DATA RECORDS —
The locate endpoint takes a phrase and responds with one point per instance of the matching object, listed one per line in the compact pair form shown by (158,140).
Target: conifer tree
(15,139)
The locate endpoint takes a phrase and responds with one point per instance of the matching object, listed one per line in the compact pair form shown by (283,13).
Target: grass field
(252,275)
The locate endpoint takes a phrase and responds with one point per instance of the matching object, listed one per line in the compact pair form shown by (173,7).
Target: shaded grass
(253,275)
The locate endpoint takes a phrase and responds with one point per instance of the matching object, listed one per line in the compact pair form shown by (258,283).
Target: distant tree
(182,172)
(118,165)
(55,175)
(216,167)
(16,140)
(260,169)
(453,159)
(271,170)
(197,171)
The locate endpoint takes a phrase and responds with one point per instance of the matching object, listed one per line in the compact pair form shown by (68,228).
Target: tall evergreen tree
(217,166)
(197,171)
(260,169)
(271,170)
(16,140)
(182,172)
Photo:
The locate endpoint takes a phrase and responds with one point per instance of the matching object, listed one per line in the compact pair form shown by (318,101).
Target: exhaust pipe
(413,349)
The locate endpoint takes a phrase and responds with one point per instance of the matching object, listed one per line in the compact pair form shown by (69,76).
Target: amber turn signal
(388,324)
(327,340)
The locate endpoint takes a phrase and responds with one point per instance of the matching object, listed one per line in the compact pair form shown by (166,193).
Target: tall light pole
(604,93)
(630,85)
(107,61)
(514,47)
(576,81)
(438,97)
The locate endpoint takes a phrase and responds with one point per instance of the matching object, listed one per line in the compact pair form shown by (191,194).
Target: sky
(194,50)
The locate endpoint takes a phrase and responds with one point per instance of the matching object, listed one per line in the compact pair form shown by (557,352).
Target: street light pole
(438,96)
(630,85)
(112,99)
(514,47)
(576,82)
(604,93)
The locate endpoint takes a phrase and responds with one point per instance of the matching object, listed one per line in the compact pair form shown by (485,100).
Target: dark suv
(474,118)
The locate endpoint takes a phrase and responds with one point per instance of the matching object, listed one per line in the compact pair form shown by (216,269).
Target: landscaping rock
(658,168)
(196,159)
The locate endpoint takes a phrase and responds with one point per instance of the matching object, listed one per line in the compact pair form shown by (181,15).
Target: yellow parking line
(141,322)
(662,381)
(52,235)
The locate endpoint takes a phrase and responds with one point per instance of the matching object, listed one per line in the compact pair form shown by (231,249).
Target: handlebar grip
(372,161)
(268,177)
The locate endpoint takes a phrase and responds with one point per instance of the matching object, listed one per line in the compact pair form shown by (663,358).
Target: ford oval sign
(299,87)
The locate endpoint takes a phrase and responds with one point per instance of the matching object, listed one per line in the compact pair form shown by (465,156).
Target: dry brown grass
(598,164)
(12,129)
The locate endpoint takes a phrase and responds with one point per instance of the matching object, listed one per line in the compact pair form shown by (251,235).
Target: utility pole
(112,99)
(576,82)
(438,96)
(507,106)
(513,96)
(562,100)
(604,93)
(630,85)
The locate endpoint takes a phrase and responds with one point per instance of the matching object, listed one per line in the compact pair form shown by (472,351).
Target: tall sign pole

PROBLEM STATEMENT —
Write out every record again, exactly as it was written.

EXERCISE RESPONSE —
The locate endpoint takes a phrase and responds with one point per instance of the matching object, listed one per line in the compact pair form shown by (158,140).
Target: conifer tree
(15,139)
The locate endpoint takes a phrase and responds with one point per instance of the matching object, listed one per line in the compact pair form shown by (283,13).
Target: grass field
(252,275)
The locate endpoint takes a phrase and responds with one point per instance of the matching object, listed one per line in the compact pair form shown by (173,7).
Target: shaded grass
(253,275)
The locate endpoint takes a phrase and responds with one point per instance of the matching object, listed one per line in the compact pair form shown by (258,283).
Target: distant tree
(182,172)
(118,165)
(55,175)
(216,167)
(16,140)
(260,169)
(453,159)
(271,170)
(197,171)
The locate endpoint takes a phrase and responds with one point per instance of the matching object, listed one per line in the compact pair form shown by (68,228).
Target: tall evergreen tree
(217,166)
(197,171)
(260,169)
(271,170)
(16,140)
(182,172)
Photo:
The locate endpoint takes a phrase and responds with one point per instance of the matching object, listed one per line in the compact pair form shown by (318,101).
Target: exhaust pipe
(413,349)
The locate endpoint takes a phrase and responds with one point per instance of the matching object, listed one per line in the compact pair form shown by (69,76).
Target: amber turn signal
(388,324)
(327,340)
The locate endpoint takes a phrase and responds with one point per instance of the matching object, listed one per line in the compact pair form shown by (166,193).
Target: tall light pole
(604,93)
(630,85)
(107,61)
(514,47)
(576,81)
(438,97)
The locate endpoint takes a phrase and responds with one point per instance of the matching object, listed one per line in the compact pair form shown by (191,194).
Target: sky
(194,50)
The locate endpoint takes a phrase and responds with one point per instance of the matching object, listed one per line in the compact pair form shown by (557,352).
Target: street light pole
(438,96)
(630,85)
(112,99)
(514,47)
(576,82)
(604,93)
The locate endpoint takes a phrase and responds with one point per instance of the matching object, listed one per line in the compact pair form shown by (485,100).
Target: dark suv
(474,118)
The locate endpoint takes a phrase and responds with one point per instance of the matching object, listed one per line in the compact pair form shown by (216,269).
Target: landscaping rock
(658,168)
(196,159)
The locate endpoint takes a phrase and responds with one point per instance of the matching object, listed one per line in the compact pair form shown by (181,15).
Target: yellow parking line
(141,322)
(662,381)
(52,235)
The locate endpoint takes a phrase and responds with one point per instance of the matching object, listed one per line in the compact pair form shown by (231,249).
Target: handlebar grip
(372,161)
(268,177)
The locate endpoint takes a phrase and responds with one point per instance of the matching object, listed one per line in the compact pair form shown by (663,358).
Target: ford oval sign
(299,87)
The locate endpoint takes a phrase and responds with one point per instance of the matching object, listed one per line in the compact pair form shown by (465,156).
Target: dry brown grass
(598,164)
(12,129)
The locate endpoint takes a phrase and responds with one point per instance of the matching object, listed one per line in the compact pair form shown by (251,235).
Target: utility pole
(112,99)
(576,82)
(438,96)
(507,106)
(513,96)
(562,100)
(604,93)
(630,85)
The locate endpoint takes a phrase and responds with one point per instance of the matching object, listed one per line in the compact pair form shown by (472,351).
Target: tall sign pole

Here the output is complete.